== What the exercise asks ==
Using the records below, count the lines containing "rocky" and give only the total.

== Material provided ==
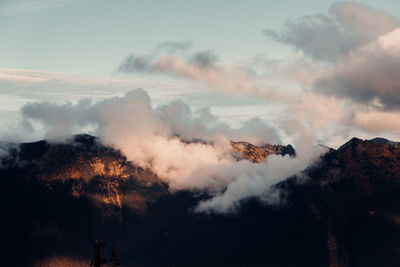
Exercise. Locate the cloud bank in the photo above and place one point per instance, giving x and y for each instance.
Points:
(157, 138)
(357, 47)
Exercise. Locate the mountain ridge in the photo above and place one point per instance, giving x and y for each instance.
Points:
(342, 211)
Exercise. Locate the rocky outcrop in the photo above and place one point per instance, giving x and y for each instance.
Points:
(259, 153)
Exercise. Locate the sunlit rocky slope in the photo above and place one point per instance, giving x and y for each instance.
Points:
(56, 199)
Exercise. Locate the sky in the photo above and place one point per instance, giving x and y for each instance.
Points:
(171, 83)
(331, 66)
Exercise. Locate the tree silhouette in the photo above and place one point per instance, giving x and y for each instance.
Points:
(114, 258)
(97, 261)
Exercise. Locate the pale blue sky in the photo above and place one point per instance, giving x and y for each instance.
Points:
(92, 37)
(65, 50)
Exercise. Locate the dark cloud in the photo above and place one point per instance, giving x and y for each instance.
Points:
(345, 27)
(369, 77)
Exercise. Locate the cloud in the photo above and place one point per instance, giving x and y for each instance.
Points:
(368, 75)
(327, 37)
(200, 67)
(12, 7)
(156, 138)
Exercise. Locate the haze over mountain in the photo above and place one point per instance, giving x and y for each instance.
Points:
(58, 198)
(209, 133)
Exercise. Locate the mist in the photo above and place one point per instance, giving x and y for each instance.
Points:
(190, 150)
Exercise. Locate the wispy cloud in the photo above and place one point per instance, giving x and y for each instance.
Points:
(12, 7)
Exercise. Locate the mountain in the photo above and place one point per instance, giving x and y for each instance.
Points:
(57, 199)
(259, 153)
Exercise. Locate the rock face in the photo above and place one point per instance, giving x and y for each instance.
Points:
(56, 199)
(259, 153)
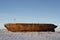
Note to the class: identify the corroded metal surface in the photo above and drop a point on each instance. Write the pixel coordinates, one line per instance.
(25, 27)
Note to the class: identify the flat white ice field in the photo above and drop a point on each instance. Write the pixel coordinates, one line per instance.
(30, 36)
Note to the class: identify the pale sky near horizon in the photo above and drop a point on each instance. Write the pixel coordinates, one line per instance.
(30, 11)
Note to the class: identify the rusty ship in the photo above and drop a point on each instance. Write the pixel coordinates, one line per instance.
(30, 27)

---

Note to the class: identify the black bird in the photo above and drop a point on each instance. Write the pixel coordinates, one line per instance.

== Answer to this exercise ==
2